--- SOURCE MATERIAL Enclosed Below ---
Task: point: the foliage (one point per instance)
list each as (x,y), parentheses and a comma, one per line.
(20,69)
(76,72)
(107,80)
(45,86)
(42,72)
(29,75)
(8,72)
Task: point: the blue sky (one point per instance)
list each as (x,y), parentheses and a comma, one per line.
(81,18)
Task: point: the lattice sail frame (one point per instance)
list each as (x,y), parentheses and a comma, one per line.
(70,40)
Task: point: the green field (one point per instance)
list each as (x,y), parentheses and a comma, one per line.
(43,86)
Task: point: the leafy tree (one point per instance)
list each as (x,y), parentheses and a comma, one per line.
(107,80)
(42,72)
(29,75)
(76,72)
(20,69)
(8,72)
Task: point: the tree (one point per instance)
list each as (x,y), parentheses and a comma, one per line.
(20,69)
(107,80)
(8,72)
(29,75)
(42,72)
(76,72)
--- End of Enclosed SOURCE MATERIAL ---
--- SOURCE MATERIAL Enclosed Below ---
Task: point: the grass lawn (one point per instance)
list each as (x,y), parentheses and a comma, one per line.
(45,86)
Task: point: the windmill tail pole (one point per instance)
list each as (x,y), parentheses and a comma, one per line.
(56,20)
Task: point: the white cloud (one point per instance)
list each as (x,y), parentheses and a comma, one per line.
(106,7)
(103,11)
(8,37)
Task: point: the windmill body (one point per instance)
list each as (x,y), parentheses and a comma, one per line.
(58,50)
--- End of Enclosed SOURCE MATERIAL ---
--- SOURCE MATERIAL Enclosed Below ---
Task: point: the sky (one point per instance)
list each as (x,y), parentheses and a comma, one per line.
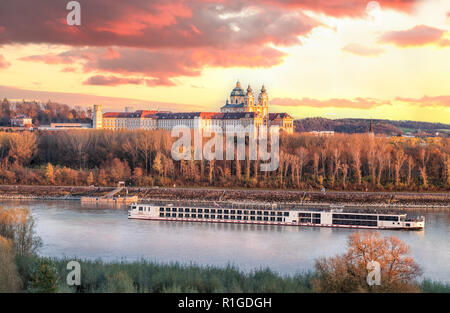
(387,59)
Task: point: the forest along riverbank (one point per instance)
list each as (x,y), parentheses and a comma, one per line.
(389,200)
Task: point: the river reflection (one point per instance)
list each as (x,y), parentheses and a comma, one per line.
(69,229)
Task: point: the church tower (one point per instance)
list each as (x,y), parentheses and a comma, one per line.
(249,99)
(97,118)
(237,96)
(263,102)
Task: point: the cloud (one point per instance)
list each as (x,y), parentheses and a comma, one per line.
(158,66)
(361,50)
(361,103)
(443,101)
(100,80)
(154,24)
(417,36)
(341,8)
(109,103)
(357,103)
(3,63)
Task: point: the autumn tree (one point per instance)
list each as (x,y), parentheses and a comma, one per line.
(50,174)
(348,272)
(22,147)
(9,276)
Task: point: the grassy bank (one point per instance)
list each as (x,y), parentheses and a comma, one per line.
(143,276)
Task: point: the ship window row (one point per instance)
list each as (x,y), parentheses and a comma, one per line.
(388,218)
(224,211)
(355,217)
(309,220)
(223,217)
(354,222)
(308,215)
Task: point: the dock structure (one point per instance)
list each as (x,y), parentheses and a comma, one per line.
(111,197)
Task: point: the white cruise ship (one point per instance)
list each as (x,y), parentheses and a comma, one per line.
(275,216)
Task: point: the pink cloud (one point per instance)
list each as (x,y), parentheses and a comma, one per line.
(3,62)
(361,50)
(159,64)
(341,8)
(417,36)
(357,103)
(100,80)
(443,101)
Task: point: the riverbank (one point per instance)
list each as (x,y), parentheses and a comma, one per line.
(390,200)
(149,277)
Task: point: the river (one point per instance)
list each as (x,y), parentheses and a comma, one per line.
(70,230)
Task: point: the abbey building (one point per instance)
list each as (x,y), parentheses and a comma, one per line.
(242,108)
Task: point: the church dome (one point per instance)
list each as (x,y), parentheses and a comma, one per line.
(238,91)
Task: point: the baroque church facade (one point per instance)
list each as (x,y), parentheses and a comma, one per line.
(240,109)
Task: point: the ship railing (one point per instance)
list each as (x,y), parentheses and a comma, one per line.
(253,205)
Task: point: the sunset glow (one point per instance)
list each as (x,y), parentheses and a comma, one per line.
--- End of Enclosed SOURCE MATERIAL ---
→ **EXERCISE REQUIREMENTS**
If the word "tree" appears in a line above, copy that line.

→ **PROBLEM SOLUTION**
Task: point: the leafy tree (one point per instance)
Task: point: the tree (one point per instance)
Task: point: the autumn tree (one point per instance)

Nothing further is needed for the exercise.